To do: Each line in the records below, from the one that contains "The service MUST place a point on the french" to the one that contains "The service MUST place a point on the advertising", should be reproduced exactly, the first and last included.

══ Listed records ══

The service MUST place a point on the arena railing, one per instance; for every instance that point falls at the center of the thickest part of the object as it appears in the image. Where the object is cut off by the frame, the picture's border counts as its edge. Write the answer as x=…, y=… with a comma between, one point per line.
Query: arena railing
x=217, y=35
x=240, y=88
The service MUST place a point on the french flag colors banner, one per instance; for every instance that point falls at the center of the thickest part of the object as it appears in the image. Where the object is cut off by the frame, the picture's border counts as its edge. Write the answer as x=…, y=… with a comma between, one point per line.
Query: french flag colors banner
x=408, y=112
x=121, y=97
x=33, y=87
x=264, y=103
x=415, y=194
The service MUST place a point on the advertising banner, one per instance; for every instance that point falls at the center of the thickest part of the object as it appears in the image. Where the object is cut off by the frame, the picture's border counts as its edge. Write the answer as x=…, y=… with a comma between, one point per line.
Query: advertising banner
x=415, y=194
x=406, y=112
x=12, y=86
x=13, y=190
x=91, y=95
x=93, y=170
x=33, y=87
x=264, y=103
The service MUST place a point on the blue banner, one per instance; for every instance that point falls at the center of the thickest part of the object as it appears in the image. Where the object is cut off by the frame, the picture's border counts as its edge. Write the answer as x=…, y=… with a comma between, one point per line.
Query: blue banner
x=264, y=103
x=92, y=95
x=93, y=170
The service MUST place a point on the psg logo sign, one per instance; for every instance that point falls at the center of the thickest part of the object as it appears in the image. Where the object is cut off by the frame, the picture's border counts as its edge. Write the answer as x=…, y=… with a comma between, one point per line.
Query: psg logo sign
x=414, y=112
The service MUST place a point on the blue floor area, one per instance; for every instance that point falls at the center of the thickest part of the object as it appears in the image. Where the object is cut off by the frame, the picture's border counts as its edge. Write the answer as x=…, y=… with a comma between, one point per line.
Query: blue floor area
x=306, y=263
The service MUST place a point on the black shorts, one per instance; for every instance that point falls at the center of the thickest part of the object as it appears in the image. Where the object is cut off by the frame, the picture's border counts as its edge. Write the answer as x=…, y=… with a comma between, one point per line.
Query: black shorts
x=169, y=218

═══

Task result:
The service MUST place a point on the french flag colors banner, one per instance; for every instance that point falls at the center of the thickest part of the object as it appears in the image. Where the object is cut off by the frame, the picture's border counts as its edge. Write the answer as x=…, y=… with a comma between, one point per line.
Query: french flag colors banner
x=408, y=112
x=121, y=97
x=33, y=87
x=264, y=103
x=415, y=194
The service MUST place a point on the advertising banner, one per instance; for every instance that point falls at the center of the thickest part of the object as it appears in the image. Where the object is cut off by the frame, the picture's border counts as its edge. Write the answer as x=…, y=… with a comma between, one point per line.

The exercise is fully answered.